=== Work to be completed ===
Copy out the lines from the one containing "TARGET = kitten's tail" through the end of the records, with both ends included and requests kept, and give only those lines. Multiply every point coordinate in the answers by 2.1 and round each result to a whole number, rounding halves up.

=== Given records ===
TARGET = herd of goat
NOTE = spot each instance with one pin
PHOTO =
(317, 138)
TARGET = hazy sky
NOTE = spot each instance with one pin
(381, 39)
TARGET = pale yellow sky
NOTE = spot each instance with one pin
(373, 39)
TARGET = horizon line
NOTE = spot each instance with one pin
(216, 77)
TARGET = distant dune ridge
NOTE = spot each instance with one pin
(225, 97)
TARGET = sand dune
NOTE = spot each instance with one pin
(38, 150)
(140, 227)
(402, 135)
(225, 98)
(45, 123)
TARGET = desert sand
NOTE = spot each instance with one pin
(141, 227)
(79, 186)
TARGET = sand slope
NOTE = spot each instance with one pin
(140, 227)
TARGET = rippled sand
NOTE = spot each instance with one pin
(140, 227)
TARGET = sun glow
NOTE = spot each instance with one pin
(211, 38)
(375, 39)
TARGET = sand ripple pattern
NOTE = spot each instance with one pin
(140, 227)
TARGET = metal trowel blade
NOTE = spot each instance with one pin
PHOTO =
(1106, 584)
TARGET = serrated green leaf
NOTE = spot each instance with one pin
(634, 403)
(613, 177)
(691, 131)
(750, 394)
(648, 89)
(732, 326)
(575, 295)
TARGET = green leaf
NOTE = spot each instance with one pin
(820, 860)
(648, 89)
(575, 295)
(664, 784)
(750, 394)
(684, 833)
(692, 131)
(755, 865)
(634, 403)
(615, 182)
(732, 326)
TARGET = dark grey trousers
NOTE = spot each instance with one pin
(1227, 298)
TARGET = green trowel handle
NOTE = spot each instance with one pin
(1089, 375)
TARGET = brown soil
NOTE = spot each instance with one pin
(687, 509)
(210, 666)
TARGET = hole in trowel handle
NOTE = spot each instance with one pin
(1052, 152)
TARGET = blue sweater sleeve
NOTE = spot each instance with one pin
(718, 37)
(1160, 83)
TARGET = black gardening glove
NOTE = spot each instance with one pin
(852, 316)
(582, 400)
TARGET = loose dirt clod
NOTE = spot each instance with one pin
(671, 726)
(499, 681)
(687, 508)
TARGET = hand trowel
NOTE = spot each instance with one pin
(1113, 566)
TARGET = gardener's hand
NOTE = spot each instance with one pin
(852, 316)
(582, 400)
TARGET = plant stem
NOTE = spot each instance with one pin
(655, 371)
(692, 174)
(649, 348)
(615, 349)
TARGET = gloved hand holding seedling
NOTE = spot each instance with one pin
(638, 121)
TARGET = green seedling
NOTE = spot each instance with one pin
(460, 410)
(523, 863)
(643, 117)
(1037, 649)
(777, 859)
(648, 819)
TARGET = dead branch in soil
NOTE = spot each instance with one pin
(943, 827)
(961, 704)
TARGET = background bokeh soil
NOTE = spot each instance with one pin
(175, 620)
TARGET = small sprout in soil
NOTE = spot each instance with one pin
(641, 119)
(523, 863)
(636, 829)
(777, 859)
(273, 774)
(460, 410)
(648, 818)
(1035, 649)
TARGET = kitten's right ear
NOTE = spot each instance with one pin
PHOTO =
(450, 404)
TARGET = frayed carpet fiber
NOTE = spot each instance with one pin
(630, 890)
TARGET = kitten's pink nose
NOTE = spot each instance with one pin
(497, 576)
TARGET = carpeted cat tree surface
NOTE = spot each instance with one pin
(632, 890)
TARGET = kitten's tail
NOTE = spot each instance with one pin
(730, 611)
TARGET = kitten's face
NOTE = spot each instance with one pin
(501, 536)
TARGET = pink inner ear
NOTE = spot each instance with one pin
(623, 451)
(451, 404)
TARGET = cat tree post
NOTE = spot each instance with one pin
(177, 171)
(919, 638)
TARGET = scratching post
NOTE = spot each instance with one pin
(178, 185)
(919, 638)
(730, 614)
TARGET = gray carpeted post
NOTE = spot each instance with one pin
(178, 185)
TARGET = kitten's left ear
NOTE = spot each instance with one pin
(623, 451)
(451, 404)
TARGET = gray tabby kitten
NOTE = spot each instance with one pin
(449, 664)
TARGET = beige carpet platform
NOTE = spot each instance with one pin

=== Output of the exercise ===
TARGET = kitten's tail
NOTE = spot each instance with one pin
(1533, 1283)
TARGET = kitten's face
NOTE = spot each instance with one pin
(1052, 1126)
TARGET = pink inner ear
NOTE = spot each instance with one pin
(1308, 947)
(947, 848)
TARGET = cat tree post
NOTE = spot each instance with one pin
(372, 359)
(1930, 1340)
TARGET = scratching post
NOTE = spot each instance with one pin
(374, 389)
(1930, 1340)
(1533, 1289)
TARGET = gray carpeted post
NOTE = spot each instance with one pin
(374, 389)
TARGET = kitten's left ear
NOTE = spot each instance with one pin
(1308, 947)
(947, 848)
TARGET = gray tabby kitten
NOTE = spot each instance with one pin
(943, 1394)
TARGET = beige carpet platform
NOTE = spot each instance with one pin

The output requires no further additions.